---- RECORDS SUPPLIED

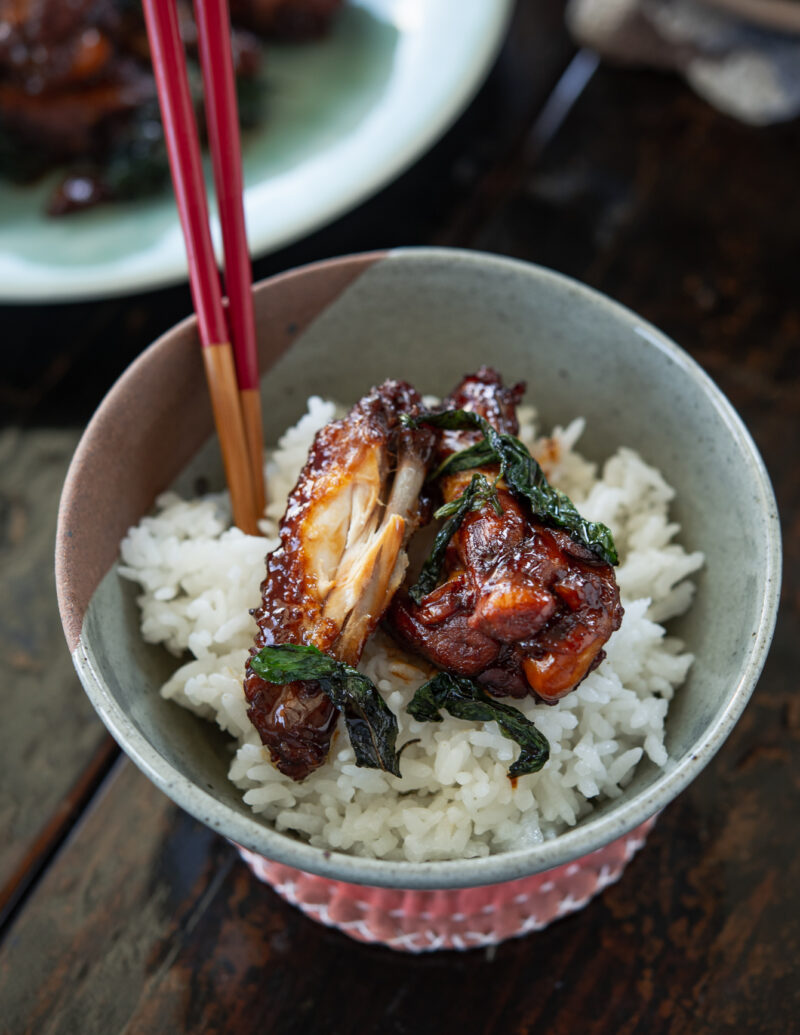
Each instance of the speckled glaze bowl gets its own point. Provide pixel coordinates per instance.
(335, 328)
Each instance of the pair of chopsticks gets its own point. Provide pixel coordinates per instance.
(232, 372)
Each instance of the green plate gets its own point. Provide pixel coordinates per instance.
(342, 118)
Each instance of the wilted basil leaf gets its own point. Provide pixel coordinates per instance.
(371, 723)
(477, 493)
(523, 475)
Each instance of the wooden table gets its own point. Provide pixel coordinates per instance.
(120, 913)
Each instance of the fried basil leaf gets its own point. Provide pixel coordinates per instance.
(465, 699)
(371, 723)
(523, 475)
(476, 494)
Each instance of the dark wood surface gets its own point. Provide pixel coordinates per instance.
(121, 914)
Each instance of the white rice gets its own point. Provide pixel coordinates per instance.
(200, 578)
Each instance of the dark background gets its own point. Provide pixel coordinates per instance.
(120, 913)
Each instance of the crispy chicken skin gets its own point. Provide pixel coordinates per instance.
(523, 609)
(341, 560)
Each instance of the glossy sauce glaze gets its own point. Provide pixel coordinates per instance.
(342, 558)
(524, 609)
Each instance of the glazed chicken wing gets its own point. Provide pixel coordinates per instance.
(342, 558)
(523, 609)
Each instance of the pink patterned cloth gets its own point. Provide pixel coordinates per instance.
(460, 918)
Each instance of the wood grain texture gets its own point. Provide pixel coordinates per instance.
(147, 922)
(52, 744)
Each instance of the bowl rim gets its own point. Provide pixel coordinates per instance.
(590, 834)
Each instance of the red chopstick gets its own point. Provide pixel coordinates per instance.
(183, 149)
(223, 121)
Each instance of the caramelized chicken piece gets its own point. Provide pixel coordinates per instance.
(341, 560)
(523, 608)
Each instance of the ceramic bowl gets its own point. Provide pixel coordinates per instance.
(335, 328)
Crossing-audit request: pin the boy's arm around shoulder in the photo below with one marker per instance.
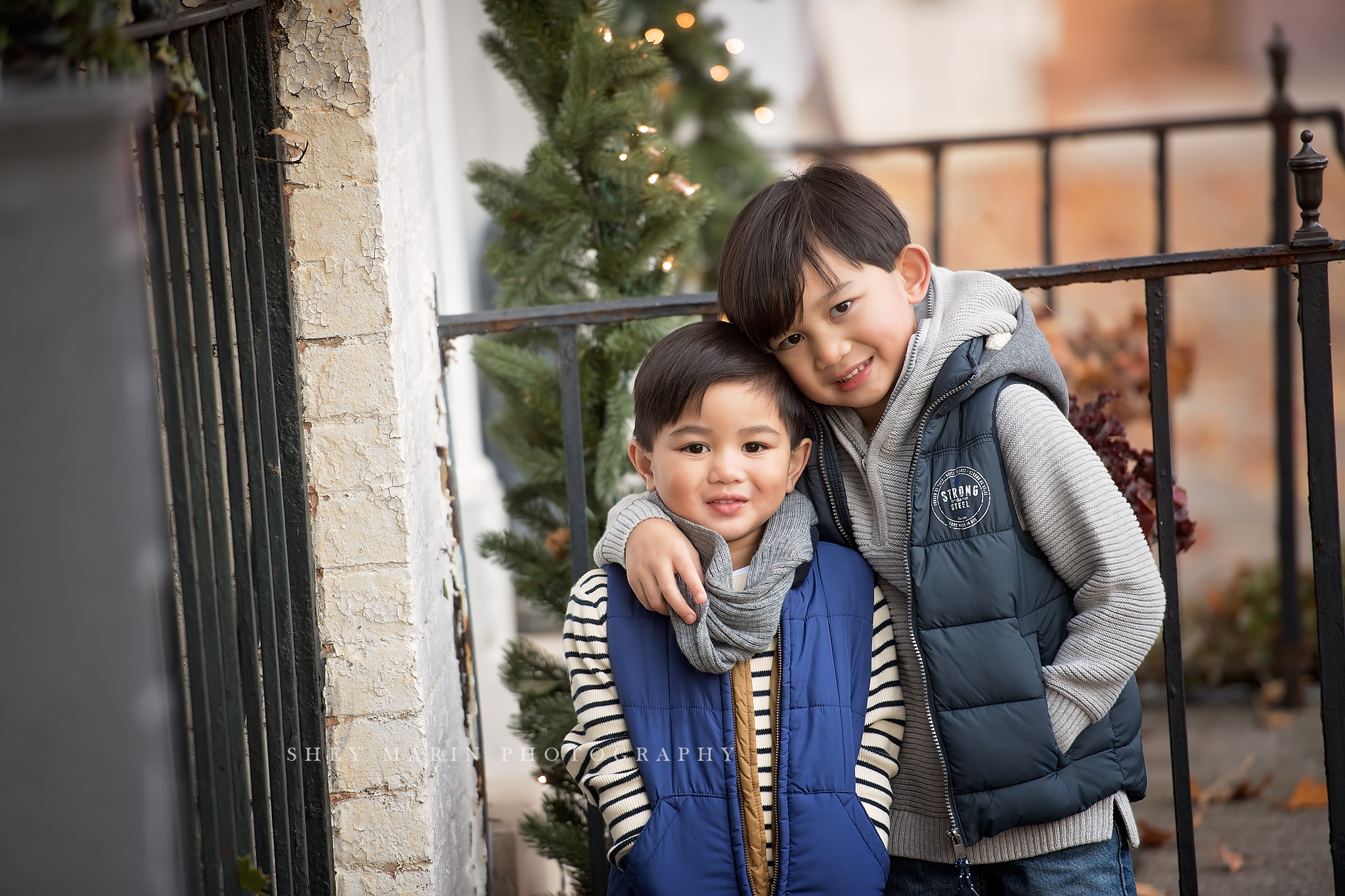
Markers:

--------
---- RECORDS SUPPLIED

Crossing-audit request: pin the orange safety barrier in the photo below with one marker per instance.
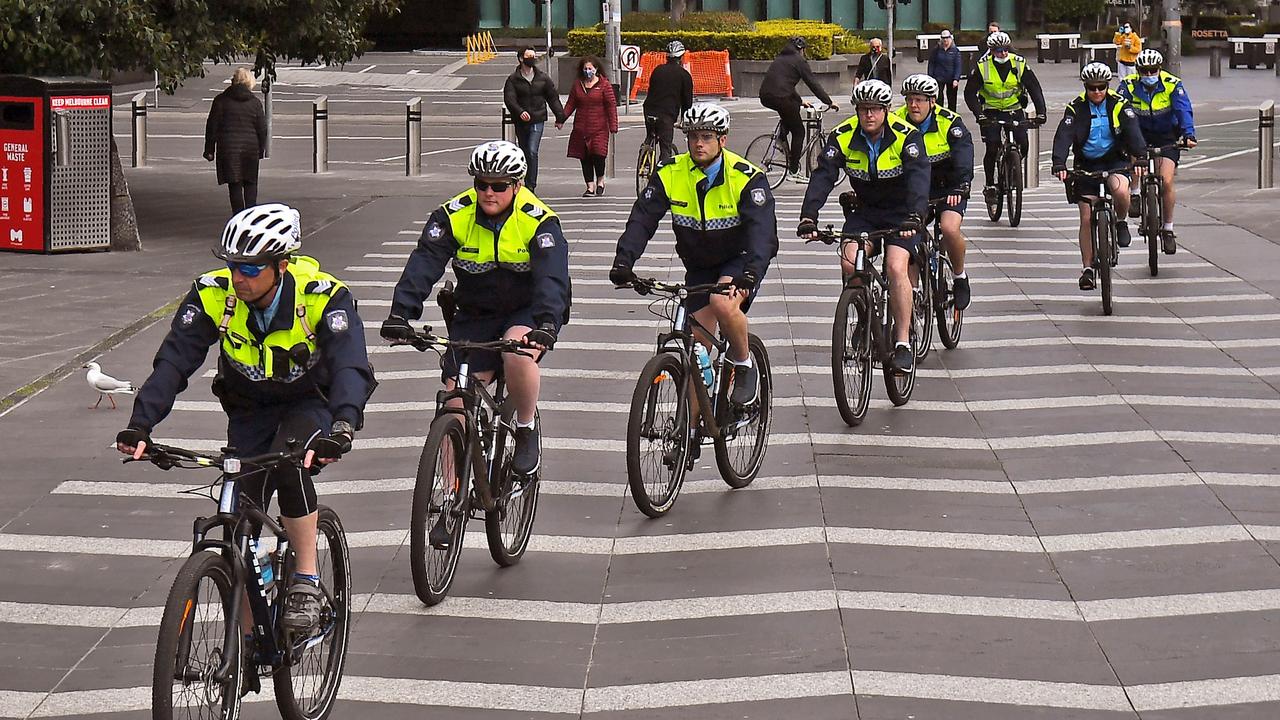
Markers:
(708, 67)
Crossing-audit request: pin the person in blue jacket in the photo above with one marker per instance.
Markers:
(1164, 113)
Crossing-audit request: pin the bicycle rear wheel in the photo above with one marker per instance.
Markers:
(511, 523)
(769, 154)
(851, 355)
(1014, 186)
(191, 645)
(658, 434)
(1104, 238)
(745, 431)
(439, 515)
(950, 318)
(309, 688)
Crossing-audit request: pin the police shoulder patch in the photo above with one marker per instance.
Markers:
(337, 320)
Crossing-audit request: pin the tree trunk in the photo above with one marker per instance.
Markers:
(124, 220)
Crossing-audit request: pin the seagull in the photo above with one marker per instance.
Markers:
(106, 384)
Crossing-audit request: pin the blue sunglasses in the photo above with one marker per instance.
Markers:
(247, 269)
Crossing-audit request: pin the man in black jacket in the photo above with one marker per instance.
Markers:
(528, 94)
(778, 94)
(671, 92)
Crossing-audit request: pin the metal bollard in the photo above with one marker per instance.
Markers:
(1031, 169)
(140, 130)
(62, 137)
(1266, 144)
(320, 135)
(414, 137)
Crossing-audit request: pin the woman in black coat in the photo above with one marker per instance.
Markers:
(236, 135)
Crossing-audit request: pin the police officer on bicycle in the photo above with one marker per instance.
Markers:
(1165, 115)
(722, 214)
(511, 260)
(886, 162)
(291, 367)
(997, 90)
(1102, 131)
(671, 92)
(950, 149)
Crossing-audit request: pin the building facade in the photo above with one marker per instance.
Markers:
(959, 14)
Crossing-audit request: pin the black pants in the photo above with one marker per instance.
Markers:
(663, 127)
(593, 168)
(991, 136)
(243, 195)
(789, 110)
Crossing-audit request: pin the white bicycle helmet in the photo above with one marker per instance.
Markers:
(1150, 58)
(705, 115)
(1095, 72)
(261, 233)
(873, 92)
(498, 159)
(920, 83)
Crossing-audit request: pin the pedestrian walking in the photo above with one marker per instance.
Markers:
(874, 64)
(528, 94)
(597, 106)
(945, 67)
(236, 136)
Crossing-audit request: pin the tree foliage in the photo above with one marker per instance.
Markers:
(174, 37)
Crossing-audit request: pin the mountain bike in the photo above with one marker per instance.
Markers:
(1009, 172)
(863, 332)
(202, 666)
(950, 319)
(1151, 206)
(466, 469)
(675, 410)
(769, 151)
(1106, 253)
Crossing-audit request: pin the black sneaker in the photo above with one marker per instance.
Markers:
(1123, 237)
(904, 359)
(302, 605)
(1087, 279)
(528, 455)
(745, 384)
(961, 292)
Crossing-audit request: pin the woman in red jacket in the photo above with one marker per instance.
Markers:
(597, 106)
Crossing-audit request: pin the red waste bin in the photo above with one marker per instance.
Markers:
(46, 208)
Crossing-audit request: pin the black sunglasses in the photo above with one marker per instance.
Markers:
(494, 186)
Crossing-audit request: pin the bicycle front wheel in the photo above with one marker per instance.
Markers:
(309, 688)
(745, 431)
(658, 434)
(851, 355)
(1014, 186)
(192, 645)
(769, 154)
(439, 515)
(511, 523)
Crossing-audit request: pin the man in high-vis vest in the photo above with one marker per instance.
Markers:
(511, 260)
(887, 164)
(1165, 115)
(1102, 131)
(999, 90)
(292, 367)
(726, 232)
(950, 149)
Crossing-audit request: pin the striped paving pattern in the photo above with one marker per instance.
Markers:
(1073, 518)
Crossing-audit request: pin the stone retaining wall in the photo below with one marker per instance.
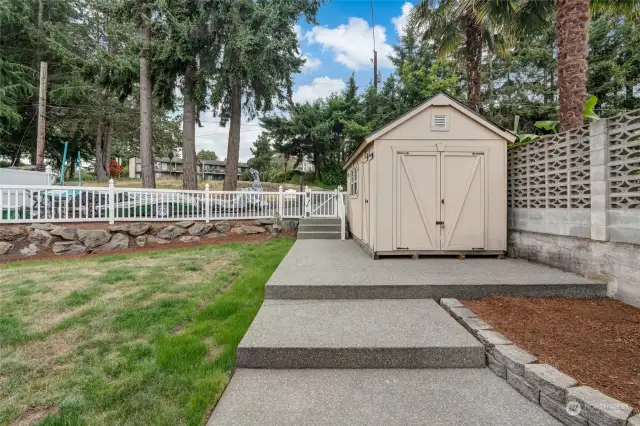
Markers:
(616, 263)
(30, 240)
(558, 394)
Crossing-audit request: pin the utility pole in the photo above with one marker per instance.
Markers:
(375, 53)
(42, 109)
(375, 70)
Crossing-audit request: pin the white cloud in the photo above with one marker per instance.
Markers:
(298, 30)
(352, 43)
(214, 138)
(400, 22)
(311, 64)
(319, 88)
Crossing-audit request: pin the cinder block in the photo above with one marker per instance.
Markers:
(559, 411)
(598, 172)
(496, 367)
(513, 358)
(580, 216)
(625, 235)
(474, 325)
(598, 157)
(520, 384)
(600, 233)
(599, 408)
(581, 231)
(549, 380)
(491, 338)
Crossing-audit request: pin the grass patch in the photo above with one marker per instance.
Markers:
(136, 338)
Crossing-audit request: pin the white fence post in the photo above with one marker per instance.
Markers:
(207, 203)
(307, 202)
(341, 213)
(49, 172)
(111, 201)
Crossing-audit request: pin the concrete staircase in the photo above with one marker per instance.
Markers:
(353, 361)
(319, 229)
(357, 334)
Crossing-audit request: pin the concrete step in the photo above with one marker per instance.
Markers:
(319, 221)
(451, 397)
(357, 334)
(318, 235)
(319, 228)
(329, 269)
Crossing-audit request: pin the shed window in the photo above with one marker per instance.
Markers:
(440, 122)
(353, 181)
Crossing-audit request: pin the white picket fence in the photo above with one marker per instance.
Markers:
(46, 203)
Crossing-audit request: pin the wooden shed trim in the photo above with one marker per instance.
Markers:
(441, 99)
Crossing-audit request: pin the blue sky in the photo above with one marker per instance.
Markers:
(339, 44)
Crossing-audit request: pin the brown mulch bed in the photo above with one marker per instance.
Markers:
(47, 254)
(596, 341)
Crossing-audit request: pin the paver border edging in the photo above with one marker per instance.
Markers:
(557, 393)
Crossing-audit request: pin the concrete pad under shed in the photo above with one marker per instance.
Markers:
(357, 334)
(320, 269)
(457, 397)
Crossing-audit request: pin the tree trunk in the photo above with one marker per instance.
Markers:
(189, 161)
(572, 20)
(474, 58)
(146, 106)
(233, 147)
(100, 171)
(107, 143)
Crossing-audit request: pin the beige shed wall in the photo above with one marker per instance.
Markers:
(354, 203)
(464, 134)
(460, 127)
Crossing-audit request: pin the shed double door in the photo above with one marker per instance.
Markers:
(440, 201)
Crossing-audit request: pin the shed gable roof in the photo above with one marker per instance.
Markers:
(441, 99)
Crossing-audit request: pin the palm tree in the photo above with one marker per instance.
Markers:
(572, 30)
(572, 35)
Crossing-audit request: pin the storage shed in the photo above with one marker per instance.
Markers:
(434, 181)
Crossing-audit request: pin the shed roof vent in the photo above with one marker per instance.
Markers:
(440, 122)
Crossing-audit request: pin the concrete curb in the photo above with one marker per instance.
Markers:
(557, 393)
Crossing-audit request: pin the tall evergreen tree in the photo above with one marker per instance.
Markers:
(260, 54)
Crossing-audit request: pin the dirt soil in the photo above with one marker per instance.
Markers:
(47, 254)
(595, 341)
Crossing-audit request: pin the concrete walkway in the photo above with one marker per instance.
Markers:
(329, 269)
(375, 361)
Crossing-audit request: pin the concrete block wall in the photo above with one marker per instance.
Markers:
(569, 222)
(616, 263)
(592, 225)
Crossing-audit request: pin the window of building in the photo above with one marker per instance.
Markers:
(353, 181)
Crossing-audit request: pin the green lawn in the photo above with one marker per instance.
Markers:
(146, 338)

--------
---- RECORDS SUPPLIED

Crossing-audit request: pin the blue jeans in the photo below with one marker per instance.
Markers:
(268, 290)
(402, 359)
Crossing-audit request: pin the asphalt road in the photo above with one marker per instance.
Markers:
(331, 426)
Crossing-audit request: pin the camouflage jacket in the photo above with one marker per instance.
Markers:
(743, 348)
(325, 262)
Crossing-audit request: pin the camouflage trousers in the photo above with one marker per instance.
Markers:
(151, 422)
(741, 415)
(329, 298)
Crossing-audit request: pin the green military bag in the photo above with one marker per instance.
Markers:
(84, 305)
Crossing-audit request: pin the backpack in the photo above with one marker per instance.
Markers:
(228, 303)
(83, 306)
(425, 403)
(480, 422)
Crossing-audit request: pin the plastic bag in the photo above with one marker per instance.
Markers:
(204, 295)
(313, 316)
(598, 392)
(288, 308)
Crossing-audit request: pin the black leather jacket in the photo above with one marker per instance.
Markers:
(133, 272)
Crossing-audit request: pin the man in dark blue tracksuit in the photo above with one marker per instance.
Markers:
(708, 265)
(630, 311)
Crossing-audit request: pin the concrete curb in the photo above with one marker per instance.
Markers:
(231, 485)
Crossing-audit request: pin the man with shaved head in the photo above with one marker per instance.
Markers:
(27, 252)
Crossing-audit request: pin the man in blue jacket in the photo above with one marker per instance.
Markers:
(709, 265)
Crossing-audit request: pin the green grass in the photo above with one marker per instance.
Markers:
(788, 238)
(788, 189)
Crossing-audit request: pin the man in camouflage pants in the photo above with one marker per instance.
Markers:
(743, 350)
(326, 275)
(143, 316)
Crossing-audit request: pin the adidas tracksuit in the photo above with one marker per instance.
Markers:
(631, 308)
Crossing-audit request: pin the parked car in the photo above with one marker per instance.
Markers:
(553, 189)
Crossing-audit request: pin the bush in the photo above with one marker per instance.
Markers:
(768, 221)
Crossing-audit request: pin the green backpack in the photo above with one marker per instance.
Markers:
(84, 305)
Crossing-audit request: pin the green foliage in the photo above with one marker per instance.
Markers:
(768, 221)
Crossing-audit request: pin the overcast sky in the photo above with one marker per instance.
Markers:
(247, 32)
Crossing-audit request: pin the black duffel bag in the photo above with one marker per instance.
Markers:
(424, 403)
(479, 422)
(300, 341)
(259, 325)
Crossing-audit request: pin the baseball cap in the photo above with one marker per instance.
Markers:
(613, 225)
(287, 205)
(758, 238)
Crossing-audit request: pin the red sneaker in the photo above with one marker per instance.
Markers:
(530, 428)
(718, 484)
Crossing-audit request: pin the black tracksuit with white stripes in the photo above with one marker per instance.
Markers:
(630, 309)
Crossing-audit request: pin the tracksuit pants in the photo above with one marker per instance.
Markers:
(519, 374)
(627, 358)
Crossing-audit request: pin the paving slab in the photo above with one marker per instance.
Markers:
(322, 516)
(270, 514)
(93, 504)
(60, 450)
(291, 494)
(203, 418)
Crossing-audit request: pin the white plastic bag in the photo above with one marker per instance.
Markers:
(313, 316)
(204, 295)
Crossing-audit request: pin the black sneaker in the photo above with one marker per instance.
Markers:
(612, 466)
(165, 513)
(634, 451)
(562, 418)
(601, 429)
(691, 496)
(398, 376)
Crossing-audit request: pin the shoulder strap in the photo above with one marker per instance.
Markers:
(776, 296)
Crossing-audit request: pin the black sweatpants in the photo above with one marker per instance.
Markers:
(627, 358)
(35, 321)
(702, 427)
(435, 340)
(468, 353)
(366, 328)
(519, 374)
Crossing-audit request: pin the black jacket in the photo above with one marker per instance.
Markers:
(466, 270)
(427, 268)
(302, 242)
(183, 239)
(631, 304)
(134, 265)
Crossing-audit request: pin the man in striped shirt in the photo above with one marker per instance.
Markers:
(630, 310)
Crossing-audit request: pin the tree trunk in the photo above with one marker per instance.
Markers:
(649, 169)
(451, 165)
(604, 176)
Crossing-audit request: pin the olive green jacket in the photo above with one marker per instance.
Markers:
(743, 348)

--------

Filter the data above down to the lines that contain the string "grass", copying each one. Matching is case-sensitive.

→ **WRITTEN REPLY**
Crossing-audit request: pin the grass patch in the photo above with one marker per instance.
Crossing-audit request: pin the green grass in the photo above with one marker per instance.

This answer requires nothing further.